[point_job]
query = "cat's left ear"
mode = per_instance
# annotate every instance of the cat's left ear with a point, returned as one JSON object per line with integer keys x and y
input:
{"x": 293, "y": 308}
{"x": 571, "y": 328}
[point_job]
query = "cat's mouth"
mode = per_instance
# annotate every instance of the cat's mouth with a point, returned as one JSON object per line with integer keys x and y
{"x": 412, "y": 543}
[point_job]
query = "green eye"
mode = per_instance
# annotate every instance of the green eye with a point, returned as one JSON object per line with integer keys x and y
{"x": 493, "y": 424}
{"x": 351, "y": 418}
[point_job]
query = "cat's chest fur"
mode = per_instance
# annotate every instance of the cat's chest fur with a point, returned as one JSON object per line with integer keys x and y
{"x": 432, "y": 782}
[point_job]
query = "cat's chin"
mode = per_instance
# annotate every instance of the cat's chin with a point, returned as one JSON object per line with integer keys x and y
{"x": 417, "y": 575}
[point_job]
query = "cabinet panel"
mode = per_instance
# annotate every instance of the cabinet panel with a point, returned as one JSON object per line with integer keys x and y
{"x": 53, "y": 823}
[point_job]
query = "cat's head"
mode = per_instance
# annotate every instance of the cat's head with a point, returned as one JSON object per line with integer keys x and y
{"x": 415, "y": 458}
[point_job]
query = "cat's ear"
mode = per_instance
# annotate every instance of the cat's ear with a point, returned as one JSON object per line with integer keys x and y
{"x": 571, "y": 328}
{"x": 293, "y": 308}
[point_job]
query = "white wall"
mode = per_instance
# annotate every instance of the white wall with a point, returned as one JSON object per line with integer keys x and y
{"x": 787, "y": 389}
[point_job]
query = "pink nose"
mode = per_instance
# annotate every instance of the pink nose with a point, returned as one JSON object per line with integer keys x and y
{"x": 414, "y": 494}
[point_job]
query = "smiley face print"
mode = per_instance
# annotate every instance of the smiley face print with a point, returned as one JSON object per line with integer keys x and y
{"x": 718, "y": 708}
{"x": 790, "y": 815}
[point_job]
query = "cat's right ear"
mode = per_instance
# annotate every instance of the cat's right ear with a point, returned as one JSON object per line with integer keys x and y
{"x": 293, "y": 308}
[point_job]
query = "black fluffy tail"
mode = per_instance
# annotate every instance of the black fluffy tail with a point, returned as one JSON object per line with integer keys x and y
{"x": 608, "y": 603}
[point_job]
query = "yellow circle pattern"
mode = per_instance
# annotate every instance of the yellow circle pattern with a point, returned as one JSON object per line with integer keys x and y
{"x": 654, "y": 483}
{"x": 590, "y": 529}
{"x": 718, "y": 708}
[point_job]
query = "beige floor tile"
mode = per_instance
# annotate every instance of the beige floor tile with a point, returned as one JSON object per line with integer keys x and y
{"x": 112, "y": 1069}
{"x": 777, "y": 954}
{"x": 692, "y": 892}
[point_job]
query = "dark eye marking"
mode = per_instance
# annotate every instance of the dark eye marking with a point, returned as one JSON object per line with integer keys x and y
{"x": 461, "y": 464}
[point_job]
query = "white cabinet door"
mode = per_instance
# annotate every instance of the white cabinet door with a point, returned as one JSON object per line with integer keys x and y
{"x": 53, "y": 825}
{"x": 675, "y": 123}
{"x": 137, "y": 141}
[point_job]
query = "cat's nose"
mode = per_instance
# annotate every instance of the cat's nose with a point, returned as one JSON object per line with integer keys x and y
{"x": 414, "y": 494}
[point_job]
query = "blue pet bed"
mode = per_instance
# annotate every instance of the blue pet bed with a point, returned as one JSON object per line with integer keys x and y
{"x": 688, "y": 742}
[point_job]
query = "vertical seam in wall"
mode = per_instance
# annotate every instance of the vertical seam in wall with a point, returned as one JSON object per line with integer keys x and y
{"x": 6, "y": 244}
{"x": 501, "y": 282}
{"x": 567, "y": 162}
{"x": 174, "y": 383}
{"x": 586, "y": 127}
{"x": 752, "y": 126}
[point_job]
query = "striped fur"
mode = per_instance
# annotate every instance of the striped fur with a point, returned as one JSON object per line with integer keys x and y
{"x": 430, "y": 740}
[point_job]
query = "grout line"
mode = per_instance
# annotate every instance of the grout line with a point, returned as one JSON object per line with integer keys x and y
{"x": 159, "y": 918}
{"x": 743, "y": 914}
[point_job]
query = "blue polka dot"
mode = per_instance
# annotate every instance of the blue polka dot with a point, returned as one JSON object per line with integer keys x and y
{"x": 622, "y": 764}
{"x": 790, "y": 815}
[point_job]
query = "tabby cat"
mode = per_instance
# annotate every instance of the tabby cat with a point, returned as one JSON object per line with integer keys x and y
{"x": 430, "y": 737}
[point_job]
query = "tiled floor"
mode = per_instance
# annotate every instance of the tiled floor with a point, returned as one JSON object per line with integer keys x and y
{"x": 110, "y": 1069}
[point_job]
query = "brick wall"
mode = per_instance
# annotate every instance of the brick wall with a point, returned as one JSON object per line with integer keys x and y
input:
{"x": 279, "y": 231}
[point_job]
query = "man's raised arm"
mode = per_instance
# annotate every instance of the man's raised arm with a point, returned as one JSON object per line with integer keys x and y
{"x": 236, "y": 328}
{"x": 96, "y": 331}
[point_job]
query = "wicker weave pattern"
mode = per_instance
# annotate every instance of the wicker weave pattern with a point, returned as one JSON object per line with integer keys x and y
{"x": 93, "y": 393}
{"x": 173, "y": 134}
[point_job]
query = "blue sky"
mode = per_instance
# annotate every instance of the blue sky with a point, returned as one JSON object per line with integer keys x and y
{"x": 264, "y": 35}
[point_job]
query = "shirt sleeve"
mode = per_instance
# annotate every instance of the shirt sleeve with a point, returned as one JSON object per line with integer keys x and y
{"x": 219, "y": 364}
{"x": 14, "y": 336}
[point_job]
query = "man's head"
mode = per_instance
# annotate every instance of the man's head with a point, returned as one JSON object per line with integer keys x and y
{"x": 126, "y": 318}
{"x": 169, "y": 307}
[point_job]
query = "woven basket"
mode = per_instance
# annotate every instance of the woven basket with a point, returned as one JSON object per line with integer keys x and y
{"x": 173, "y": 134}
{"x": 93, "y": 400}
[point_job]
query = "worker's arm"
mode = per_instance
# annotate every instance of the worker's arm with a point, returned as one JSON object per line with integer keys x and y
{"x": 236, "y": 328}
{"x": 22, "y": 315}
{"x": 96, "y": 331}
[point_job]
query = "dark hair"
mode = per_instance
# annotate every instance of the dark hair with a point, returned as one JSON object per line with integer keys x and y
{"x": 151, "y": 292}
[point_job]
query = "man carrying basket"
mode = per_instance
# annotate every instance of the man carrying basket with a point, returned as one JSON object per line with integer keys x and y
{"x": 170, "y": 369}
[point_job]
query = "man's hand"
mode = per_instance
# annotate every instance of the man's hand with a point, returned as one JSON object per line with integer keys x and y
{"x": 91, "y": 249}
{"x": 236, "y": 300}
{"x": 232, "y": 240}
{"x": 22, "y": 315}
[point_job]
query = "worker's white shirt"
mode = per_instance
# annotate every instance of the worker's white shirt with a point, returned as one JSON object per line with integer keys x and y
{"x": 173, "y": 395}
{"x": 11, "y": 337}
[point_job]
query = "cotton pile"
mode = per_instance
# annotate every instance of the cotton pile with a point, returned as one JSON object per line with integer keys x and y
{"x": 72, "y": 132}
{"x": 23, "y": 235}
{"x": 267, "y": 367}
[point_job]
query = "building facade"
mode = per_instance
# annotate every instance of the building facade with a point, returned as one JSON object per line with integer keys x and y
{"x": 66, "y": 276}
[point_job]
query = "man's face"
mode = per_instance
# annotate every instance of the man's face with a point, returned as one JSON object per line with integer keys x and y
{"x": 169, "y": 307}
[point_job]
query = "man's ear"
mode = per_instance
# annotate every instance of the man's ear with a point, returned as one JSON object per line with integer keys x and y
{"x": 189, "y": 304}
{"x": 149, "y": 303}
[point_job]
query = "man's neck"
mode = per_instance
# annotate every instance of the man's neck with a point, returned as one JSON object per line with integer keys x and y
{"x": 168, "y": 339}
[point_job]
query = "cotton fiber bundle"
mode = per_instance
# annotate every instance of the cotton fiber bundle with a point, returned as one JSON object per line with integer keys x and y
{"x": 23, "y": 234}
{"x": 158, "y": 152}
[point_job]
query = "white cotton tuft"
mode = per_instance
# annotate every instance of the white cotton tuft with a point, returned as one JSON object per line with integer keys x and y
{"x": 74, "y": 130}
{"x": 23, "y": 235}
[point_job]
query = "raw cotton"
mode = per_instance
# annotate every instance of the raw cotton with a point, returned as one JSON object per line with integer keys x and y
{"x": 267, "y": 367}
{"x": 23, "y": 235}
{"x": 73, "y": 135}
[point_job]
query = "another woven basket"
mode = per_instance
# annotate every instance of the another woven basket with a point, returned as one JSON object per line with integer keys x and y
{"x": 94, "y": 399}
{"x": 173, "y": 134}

→ What is needed
Return every line of the rows above that contains the string "seam", matching case exactly.

→ Solution below
query = "vertical seam in wall"
# annotate every instance of the vertical seam in wall with a point, returned as one JSON object per line with integer keys x and y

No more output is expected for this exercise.